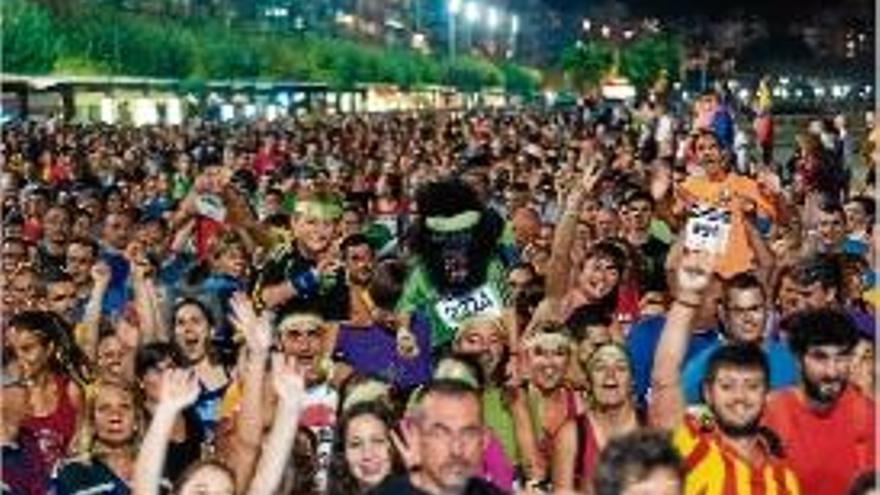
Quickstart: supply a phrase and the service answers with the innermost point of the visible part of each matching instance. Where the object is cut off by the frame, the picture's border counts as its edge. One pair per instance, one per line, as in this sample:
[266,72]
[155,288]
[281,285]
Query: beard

::::

> **CONSEGNA**: Riscrivi il materiale qui sopra sostituendo "phrase" con "word" e lasciando tutto il resto invariato. Non riportare le immagini.

> **SVOLGIMENTO**:
Quickstart: supply a word and the service answers with the innermost point of the visible part of each matching instance. Where the object is cut off by the frame, the picture's border counts as its edge. One pair per instance, one per line, as in this sample:
[266,72]
[155,288]
[281,285]
Query: beard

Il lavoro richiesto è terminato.